-- start of EXCERPTED RECORDS --

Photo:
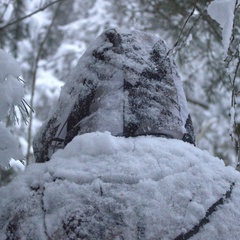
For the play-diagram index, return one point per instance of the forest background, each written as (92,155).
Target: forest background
(48,37)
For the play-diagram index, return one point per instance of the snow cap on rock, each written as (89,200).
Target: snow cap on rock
(126,84)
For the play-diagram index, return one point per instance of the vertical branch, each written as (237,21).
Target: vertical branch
(35,69)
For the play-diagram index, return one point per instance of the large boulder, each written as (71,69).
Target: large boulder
(126,84)
(102,187)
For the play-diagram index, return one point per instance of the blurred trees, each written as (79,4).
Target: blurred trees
(48,37)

-- end of EXCERPTED RECORDS --

**THE PROBLEM**
Rewrite the records starting at the line that contains "written as (71,69)." and ending at the last line of the records, swapping "large boulder" for "big rock" and leaving everything else as it is.

**SOLVED EXERCISE**
For the play-diagram index, return one point per instance of the big rock, each written as (71,69).
Target: big rock
(126,84)
(102,187)
For the play-diagram index, return one point per instance of the blurred trees, each written as (79,4).
Target: blurred trees
(48,37)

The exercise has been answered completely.